§ **Text for analysis**:
Thiermann: We observe a slight internal shift of responsibilities at our clients. There have been life sciences clients in the past that decided to go to a certain supplier only for quality reasons, but now procurement functions are taking over. The procurement guys want to see lower prices and they put pressure on the supplier, and we think this trend will increase. However, if you’re choosing a certain supplier just because of price, then there could be a problem with quality. So either their existing suppliers have to reduce costs with the risk that quality may be affected, or the life sciences clients go to new suppliers that don’t have the same level of quality.
Eisenblätter: Yes. One could say that price pressure has become greater on the life sciences companies and may cause them to act more like a company from another industry. From a scientific standpoint, they always wanted the best quality. But this might not be the same any longer — they have to put more focus on price.
What other things can cause supply chain disruption?
Eisenblätter: In the past, supply chain disruptions were in particular caused by natural disasters. For example, we had a life sciences client whose plant located in Central America was damaged by a tornado. Nowadays climate change may contribute to disruption. So natural disasters are still a factor. Then on the other hand, new risks have appeared on the horizon, in particular deriving from a greater impact of digital functions. Cybercrime is an issue as well.
What cyber risks can impact the digital supply chain in the life sciences industry?

§ **Records supplied**:

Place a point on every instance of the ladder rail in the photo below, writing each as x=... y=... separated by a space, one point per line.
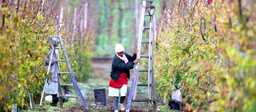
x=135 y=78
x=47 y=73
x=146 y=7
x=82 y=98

§ **Tasks for this exercise**:
1. From the supply chain interview, reproduce the part that opens with the words containing "Eisenblätter: In the" and closes with "life sciences industry?".
2. Answer these questions using the supply chain interview:
(a) What damaged the Central American plant of a life sciences client?
(b) Which functions does Thiermann say are now taking over at life sciences clients?
(c) According to Eisenblätter, new risks derive in particular from what?

§ **Numbered responses**:
1.
Eisenblätter: In the past, supply chain disruptions were in particular caused by natural disasters. For example, we had a life sciences client whose plant located in Central America was damaged by a tornado. Nowadays climate change may contribute to disruption. So natural disasters are still a factor. Then on the other hand, new risks have appeared on the horizon, in particular deriving from a greater impact of digital functions. Cybercrime is an issue as well.
What cyber risks can impact the digital supply chain in the life sciences industry?

2.
(a) A tornado.
(b) Procurement functions.
(c) A greater impact of digital functions.